Stated goal:
Look below for the line containing "One point lands on each instance of the railing". Output it and each remaining line of the entries exactly, and nothing else.

── Data records

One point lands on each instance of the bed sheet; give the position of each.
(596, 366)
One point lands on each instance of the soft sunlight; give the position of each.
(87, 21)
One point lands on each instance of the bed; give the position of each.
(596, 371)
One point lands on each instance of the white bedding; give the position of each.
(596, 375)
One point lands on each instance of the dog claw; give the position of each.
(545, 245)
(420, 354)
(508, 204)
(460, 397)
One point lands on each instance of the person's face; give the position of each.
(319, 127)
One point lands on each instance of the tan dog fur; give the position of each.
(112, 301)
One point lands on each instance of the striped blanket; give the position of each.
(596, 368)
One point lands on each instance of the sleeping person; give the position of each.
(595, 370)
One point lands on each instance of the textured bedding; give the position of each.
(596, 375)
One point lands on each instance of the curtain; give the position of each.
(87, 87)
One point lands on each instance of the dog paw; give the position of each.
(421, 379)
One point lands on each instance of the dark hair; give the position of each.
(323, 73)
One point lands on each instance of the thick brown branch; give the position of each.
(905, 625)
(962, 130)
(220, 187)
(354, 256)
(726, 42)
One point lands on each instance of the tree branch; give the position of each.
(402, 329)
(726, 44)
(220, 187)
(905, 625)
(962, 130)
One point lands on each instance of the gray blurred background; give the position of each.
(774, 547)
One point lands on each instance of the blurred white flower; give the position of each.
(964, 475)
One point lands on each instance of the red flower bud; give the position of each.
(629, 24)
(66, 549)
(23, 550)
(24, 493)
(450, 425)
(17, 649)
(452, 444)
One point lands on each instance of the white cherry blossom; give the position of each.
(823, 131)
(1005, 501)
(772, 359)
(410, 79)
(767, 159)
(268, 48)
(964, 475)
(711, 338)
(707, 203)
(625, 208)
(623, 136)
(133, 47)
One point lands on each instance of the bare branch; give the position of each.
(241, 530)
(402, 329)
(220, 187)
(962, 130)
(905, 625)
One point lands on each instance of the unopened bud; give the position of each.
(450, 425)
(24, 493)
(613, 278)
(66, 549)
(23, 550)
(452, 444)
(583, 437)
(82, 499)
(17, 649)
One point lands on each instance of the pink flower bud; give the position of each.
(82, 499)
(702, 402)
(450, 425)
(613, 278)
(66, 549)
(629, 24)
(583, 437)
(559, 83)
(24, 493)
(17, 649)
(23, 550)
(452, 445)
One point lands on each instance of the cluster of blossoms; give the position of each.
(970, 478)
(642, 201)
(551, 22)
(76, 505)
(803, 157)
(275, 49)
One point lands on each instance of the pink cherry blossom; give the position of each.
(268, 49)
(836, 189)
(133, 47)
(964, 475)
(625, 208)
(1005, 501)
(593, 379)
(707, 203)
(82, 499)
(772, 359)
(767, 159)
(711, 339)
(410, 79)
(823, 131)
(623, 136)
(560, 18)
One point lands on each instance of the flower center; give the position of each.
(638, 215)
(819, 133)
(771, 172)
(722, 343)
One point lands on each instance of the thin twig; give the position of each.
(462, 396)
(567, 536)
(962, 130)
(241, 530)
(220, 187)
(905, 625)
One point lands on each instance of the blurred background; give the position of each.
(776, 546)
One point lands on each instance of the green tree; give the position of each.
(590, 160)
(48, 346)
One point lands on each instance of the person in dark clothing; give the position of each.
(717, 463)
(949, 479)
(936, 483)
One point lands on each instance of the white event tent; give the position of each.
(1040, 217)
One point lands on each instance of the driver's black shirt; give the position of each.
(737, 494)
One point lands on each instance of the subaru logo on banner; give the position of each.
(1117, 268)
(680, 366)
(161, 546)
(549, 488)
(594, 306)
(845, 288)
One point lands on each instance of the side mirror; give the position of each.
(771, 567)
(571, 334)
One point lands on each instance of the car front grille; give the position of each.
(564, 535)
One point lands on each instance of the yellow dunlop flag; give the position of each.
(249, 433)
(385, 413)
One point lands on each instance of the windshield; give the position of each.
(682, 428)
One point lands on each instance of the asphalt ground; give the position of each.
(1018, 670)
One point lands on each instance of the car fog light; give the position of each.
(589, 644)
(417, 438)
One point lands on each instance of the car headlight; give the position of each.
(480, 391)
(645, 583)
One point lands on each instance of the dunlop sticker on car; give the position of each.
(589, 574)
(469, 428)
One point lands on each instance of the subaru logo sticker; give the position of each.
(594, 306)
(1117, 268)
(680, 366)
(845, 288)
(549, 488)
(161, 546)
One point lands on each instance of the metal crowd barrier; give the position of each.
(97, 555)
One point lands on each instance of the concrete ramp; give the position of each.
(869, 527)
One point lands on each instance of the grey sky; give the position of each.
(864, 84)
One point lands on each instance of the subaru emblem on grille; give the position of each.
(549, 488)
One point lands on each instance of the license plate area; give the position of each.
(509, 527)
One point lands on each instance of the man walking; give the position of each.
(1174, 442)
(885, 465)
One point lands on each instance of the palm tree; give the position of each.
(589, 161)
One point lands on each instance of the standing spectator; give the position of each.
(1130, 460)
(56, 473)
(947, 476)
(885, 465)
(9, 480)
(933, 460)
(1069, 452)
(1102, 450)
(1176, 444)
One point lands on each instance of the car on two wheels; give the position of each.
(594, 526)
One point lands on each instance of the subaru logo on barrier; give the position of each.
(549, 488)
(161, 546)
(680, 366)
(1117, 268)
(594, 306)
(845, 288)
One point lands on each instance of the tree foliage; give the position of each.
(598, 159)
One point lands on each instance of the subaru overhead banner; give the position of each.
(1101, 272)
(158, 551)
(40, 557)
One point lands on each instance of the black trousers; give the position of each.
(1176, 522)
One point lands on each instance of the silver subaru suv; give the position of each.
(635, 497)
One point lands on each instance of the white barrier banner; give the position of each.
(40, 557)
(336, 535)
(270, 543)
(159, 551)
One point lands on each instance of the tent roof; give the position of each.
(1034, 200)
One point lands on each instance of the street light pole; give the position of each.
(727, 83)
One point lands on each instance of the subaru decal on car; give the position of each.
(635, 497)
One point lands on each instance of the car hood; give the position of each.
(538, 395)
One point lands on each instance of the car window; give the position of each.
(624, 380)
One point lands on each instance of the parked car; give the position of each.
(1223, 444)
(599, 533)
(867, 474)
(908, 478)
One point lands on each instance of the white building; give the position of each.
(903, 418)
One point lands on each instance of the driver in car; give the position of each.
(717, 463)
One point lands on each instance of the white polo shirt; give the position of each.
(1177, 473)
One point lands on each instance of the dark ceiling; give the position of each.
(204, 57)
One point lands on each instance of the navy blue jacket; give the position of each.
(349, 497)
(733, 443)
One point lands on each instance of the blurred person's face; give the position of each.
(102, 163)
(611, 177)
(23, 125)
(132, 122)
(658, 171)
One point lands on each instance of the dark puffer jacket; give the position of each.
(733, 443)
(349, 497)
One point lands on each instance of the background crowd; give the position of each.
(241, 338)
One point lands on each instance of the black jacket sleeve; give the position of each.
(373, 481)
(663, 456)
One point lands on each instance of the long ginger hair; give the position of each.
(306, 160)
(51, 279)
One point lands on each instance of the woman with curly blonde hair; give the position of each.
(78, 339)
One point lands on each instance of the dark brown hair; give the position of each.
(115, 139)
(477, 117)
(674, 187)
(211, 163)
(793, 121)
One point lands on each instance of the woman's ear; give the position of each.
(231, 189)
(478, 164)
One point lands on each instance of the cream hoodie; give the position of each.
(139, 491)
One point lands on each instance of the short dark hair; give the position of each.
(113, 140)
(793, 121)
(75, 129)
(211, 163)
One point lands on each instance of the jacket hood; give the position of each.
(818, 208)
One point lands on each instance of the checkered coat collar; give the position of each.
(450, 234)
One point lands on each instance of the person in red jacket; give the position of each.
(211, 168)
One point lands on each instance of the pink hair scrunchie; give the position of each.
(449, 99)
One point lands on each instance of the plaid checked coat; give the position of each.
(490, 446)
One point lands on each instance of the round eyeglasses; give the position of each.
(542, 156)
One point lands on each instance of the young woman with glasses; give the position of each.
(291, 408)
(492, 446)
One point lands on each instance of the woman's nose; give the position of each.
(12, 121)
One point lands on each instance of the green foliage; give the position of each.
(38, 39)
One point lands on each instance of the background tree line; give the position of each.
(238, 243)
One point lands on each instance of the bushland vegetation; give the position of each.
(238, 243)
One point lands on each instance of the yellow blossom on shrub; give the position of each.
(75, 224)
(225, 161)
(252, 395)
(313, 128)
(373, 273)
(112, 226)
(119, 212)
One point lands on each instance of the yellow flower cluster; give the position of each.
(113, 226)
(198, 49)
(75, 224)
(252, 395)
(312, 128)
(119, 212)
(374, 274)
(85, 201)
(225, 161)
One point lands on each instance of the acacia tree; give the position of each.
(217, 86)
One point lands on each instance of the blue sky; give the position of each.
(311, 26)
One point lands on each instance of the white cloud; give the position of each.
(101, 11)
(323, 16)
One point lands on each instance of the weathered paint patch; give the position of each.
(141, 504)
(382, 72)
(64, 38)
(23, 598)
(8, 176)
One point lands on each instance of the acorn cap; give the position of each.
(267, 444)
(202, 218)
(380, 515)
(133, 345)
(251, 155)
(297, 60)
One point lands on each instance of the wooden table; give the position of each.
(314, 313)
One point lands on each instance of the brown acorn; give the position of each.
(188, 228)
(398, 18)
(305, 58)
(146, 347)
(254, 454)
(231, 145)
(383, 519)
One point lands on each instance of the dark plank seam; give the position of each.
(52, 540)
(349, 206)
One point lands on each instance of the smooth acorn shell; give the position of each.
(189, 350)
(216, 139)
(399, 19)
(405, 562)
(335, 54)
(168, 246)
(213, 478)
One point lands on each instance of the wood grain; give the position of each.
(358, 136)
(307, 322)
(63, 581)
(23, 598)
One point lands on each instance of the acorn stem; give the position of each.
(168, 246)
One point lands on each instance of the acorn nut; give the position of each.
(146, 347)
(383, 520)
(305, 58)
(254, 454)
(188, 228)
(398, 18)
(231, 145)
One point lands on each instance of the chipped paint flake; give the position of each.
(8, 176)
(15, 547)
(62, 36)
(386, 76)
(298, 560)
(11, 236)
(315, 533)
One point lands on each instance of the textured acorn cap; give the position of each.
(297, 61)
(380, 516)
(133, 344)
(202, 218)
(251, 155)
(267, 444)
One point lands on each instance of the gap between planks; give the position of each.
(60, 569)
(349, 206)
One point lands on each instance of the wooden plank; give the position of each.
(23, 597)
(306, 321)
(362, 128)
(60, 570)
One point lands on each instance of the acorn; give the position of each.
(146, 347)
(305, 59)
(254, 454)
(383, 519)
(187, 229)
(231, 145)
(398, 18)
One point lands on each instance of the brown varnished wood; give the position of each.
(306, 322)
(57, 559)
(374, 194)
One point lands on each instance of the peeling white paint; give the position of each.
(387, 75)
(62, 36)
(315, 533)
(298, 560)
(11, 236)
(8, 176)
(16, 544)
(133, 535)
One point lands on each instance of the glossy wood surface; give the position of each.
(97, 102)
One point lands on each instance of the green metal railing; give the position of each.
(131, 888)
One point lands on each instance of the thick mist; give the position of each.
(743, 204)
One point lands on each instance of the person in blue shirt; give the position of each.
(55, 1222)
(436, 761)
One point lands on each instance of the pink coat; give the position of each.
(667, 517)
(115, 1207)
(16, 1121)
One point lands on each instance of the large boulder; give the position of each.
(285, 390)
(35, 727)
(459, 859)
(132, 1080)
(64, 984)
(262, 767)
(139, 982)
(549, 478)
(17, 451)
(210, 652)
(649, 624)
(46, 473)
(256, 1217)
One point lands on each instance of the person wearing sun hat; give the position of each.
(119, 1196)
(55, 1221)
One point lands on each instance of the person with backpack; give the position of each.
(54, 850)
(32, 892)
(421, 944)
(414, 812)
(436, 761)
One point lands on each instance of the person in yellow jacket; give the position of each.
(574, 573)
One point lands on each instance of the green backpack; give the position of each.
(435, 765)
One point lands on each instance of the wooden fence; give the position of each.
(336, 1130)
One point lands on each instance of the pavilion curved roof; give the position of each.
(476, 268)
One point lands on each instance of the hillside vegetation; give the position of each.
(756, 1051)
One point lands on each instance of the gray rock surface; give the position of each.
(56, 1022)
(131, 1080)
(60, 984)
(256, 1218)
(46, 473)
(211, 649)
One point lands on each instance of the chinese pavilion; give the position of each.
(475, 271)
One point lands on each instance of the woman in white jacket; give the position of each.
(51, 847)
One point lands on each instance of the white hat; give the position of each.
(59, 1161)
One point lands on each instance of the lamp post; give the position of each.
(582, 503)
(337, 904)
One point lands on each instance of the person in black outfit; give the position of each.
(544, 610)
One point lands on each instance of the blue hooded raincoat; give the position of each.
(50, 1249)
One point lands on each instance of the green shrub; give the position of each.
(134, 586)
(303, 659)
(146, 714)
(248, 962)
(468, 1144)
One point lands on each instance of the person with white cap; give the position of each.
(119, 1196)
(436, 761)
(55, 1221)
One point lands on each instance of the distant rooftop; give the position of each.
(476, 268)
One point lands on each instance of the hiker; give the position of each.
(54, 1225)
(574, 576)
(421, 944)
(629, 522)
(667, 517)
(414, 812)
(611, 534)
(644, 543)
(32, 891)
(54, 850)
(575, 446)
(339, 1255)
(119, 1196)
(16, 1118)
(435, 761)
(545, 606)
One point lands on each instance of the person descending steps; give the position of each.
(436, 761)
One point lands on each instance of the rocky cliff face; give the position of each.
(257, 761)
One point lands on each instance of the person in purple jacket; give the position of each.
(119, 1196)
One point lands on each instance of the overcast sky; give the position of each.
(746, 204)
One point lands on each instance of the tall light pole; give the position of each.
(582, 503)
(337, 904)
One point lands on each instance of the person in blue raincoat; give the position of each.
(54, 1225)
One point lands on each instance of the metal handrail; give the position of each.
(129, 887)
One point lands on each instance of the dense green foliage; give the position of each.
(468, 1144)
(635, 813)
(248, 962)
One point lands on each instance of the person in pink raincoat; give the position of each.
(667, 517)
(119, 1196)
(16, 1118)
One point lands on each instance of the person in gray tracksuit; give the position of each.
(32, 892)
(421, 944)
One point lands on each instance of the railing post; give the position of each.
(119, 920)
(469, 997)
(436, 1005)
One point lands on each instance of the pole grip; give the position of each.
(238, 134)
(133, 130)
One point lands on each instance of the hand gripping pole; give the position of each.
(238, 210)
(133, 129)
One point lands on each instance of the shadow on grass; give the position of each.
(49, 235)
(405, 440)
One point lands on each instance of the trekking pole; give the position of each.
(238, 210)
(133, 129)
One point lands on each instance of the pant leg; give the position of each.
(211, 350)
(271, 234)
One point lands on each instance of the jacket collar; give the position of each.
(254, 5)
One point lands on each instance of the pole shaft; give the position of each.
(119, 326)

────

Output of the task:
One point lands on each instance of the railing post; give the position of each.
(119, 920)
(469, 997)
(436, 1005)
One point lands on each instance of the pole grip; give the position of each.
(238, 134)
(133, 130)
One point lands on each instance of the hand gripping pole; give the position of each.
(238, 210)
(133, 129)
One point lands on each instance of the shadow on grass; give the position of each.
(49, 235)
(405, 440)
One point lands on each instance of the trekking pole; give the position of each.
(238, 210)
(133, 129)
One point lands on each instance of the pant leg; give the position of each.
(211, 350)
(271, 234)
One point lands on each instance of the jacket collar; give the position of each.
(254, 5)
One point lands on each instance of the pole shaft; give the position of each.
(119, 326)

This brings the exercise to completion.